__EXERCISE INSTRUCTIONS__
The whole of the data is to be reproduced exactly.

__EXTRACTED RECORDS__

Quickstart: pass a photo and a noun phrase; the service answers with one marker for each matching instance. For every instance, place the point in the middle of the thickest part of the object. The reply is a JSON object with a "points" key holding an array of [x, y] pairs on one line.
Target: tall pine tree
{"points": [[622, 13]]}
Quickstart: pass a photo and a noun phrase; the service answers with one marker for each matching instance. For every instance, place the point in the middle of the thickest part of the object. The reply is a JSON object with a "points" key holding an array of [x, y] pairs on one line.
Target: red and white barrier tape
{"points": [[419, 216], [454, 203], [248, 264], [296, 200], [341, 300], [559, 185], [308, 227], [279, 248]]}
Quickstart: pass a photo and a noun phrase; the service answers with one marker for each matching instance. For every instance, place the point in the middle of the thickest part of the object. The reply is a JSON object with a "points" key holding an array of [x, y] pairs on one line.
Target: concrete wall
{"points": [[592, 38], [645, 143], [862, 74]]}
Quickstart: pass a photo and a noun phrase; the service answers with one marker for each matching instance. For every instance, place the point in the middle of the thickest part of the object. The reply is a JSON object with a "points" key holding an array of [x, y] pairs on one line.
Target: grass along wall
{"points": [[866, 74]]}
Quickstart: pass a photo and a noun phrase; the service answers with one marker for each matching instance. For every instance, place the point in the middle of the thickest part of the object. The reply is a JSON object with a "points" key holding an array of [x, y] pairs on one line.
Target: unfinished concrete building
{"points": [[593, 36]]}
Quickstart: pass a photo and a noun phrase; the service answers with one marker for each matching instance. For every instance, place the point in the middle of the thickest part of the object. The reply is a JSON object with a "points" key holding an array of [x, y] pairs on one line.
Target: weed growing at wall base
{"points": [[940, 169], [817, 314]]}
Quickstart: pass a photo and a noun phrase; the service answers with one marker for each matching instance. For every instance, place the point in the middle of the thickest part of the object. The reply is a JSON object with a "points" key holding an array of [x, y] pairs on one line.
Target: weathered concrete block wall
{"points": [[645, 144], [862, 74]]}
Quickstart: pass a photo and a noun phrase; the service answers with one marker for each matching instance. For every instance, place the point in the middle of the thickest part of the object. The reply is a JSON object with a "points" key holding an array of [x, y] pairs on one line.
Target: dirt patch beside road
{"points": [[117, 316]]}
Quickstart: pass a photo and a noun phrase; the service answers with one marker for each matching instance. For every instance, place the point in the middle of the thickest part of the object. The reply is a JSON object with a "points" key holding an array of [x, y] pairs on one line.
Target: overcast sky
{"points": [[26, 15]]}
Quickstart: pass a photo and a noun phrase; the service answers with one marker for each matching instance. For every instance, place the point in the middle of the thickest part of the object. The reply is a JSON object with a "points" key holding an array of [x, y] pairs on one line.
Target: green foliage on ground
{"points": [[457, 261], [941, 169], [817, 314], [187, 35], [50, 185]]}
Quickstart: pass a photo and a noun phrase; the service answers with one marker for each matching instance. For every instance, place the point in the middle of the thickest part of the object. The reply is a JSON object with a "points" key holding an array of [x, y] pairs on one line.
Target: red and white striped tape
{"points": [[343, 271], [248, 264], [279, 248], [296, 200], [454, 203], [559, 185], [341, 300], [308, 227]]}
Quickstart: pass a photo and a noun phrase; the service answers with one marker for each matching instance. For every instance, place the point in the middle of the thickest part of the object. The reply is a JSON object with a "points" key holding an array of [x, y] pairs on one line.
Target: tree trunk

__OUTPUT__
Quickstart: pass a photo and a noun phrase; the service answers with one marker for each matching instance. For every instance, place the point in the middle of the thickest part of the object. The reply is a JSON object with a "points" key holding an array of [x, y] pairs on one line.
Target: tall pine tree
{"points": [[622, 13]]}
Quickstart: pass a photo and a noun phrase; the service answers with one marker for each matching instance. For every instance, place the point in the middle of the thickest part of the object. The reply is a JSON object with a "points" key holding an array of [x, y] pairs on one line.
Target: red and white barrier tape
{"points": [[419, 216], [454, 203], [248, 264], [296, 200], [341, 300], [559, 185], [308, 227], [279, 248]]}
Quickstart: pass a photo and a noun phrase; the service answers with one marker for each matching instance. For every instance, place the point in the middle of the thickest part of the object. The reply is a JSON object with a "points" key holding an array of [x, y] pairs on one line.
Target: concrete wall
{"points": [[592, 38], [645, 143], [862, 74]]}
Quickstart: pass a photo and a noun phrase; the service answers with one marker for each matching instance. For every instance, place the point in the middle of the thickest part of the object. The reply is a JSON object with a "points" key holding an array of [x, y] pairs on one line.
Target: grass along wall
{"points": [[866, 74]]}
Quickstart: pass a photo and a noun phrase; the service answers with one marker for each matching instance. For every instance, place the point in the middle of the thickest part of the object. The reply is a JSON object with a "points" key holding an array of [x, y] pairs on one line.
Target: unfinished concrete building
{"points": [[593, 36]]}
Quickstart: pass a photo and a noun phrase; the service answers with one marker for each matching instance. For every instance, place the point in the middle of the thickest part of the object. The reply is a JSON object with a "points" key holding an array of [x, y] pairs on one line.
Target: weed growing at wall base
{"points": [[940, 169], [817, 314]]}
Quickstart: pass a photo and a noun phrase; the service answers with one marker for each matching instance. For every instance, place the point in the middle of the thickest part of the object. The reply is a JSON object with a "points" key holding an array of [x, y] pairs on one line.
Target: weathered concrete block wall
{"points": [[645, 144], [862, 74]]}
Quickstart: pass a photo and a noun phrase; the service answers with one marker for each matching instance. For every instance, place the point in the middle of the thickest part of the object. The reply is a JSON object with a "points" key holding an array of [x, y] pairs on one line.
Target: dirt patch beside road
{"points": [[117, 316]]}
Quickstart: pass a photo and a noun phrase; the service answers with one marker for each matching instance. For every instance, place the point in the middle of the thickest part of the object. The reply is a JSON object with a "points" key holding an array of [x, y] pairs on one line.
Target: overcast sky
{"points": [[26, 15]]}
Quickstart: pass a photo and a noun phrase; the service answers with one marker for each matching instance. For every instance, place the point in the middle of the thickest part of the object. The reply is a JSON object with a "points" key holding an array of [x, y] pairs on one line.
Target: green foliage on ground
{"points": [[457, 261], [941, 169], [817, 314], [187, 35], [50, 185]]}
Quickstart: pass a photo and a noun phrase; the service answers with one marker for each matching instance. For every instance, place the point in the middle of the thickest part of the object. The reply is a JSON object with a "points" key holding an array of [x, y] pairs on one line.
Target: red and white striped tape
{"points": [[343, 271], [248, 264], [279, 248], [296, 200], [454, 203], [559, 185], [341, 300], [308, 227]]}
Quickstart: pass a photo and a noun phrase; the service answers with one marker for each matching instance. For every instance, place the point in the middle of the thickest part of the object. The reply is a JSON object with a "points" key holding an array of [x, y] pairs on one line.
Target: tree trunk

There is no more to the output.